Each line in the entries below that holds the string "flower" is to be listed.

━━ DATA FOR ANALYSIS

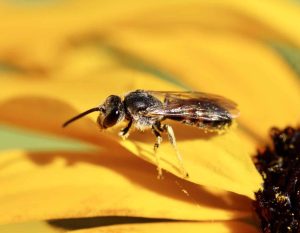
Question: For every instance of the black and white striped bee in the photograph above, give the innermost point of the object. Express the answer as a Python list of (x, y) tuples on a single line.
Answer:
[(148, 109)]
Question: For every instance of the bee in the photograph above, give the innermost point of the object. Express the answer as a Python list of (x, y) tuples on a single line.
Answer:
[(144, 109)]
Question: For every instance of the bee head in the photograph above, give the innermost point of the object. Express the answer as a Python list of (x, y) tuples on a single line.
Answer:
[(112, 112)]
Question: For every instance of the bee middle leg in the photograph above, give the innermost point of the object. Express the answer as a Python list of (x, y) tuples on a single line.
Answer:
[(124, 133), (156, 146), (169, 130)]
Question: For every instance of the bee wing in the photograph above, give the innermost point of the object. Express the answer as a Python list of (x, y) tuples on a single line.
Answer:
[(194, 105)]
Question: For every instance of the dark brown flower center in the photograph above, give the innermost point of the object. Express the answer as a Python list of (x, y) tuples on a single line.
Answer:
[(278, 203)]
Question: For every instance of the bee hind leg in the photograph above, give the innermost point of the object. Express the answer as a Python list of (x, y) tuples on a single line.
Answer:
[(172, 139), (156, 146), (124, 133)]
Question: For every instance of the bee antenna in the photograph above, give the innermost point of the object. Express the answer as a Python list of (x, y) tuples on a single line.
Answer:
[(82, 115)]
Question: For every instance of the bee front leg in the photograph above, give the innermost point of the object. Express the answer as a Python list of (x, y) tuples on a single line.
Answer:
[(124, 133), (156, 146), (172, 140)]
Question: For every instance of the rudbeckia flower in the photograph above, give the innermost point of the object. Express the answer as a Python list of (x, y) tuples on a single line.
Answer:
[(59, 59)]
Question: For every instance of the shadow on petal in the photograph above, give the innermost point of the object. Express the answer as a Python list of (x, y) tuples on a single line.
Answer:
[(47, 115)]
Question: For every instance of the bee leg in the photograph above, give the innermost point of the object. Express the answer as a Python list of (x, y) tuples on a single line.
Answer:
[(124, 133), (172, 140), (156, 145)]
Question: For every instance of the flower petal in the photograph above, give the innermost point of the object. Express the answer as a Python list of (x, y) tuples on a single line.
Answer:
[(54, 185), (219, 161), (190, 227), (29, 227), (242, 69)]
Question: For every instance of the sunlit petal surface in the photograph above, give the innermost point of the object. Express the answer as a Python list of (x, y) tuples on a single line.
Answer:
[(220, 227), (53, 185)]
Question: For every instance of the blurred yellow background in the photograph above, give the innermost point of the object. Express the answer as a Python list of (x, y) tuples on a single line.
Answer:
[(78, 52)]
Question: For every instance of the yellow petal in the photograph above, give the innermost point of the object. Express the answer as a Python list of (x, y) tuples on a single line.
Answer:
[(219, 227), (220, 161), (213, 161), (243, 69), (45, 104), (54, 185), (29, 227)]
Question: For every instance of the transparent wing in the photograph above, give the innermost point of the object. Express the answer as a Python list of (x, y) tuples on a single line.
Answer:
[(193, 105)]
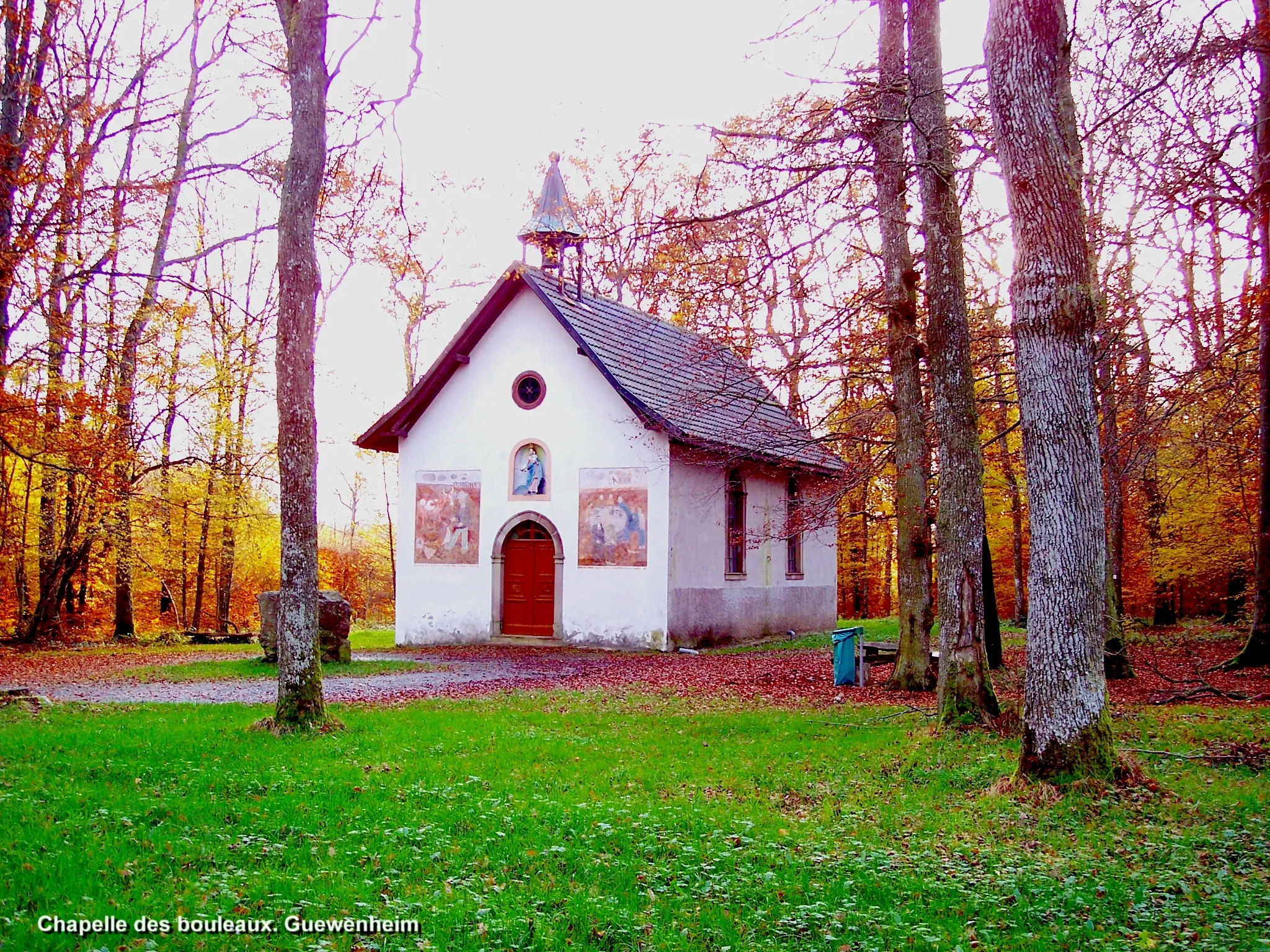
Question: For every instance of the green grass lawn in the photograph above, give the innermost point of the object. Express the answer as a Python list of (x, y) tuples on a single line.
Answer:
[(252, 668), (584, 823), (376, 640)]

━━━━

§ **ANSWER SPACE**:
Question: For every instance of the dark brown flower center in the photograph above, give the innermost point of the object. Express the answer as a Python list of (x, y) tuples on a single line.
Question: For every instance of the rudbeckia flower in the photograph above, give the innermost point of the object. Express the answer as a Python list of (x, y) tuples on a single line.
Question: For every instance of the flower petal in the photograph above, give the innermost point of the object. Express the answer as a Python list of (x, y) tuples on a single line.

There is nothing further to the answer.